Problem requirements
Rewrite all the rows below with "drop one point" swapped for "place a single point" wherever it appears, leaving every other word unchanged. Omit the pictures from your version.

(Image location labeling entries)

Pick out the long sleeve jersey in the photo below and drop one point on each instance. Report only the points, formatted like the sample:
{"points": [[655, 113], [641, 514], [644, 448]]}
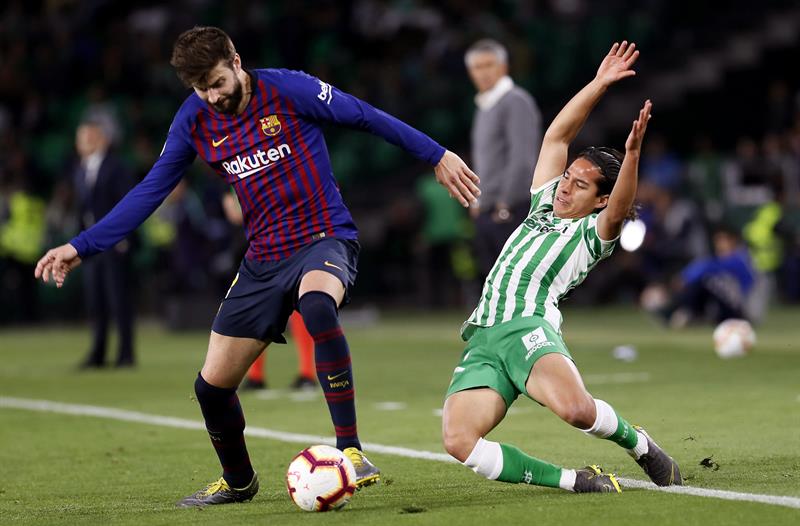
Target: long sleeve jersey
{"points": [[274, 156]]}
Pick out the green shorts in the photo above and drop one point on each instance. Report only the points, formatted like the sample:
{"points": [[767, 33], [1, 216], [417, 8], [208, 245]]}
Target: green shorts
{"points": [[501, 357]]}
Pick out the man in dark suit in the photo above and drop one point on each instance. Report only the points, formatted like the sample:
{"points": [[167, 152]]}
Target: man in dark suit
{"points": [[101, 180]]}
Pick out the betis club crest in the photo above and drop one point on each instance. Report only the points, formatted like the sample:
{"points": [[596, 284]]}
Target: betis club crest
{"points": [[270, 125]]}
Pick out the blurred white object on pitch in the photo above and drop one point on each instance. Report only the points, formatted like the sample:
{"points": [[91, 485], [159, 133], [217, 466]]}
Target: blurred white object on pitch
{"points": [[632, 235], [733, 338], [626, 353]]}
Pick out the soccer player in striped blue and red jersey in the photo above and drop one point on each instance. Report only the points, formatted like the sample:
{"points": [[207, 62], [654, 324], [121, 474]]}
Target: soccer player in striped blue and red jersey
{"points": [[260, 130]]}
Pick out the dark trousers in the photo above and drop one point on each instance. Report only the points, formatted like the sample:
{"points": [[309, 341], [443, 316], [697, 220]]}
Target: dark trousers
{"points": [[107, 285], [490, 236]]}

Exercise result
Pick out the long sleeve jersey in the photo below and place a single point on each instance. Report only the points, formatted like the sample:
{"points": [[655, 113], [641, 514], [644, 448]]}
Target: long sleeve jersey
{"points": [[274, 156]]}
Pick out the green shorts in the photo above and place a single point on each instance. Report only the points, formatted like the sample:
{"points": [[767, 33], [1, 216], [417, 8], [208, 245]]}
Target: green shorts
{"points": [[501, 357]]}
Pick out the man in dark suit in the photo above and place a single point on each instance. Report only the points, formatted like the sample:
{"points": [[167, 152]]}
Target: man in dark suit
{"points": [[101, 180]]}
Pick out the betis club crest in the photo above and place a single point on each instance. Report only the points, formatted like the sample:
{"points": [[596, 284]]}
Target: betis club crest
{"points": [[270, 125]]}
Pick out the blurred white object on pitch in the photo above and place a single point on each instance. Report only the points, formatted like the sample:
{"points": [[91, 485], [159, 133], [217, 466]]}
Target: blurred white object on pitch
{"points": [[632, 235], [733, 338], [626, 353]]}
Pick out the soccer player in striped blue and red jersey in the photo above and place a single point on each instance. Report only the points, formatted like the sample:
{"points": [[207, 62], [654, 324], [121, 474]]}
Target: soccer player in striped blue and red jersey
{"points": [[260, 130]]}
Pick out the dark trousers in the photo above and place a single point on each instance. Report only the points, formatted like the sample:
{"points": [[309, 341], [443, 316], [697, 220]]}
Target: dark trousers
{"points": [[107, 285], [490, 236]]}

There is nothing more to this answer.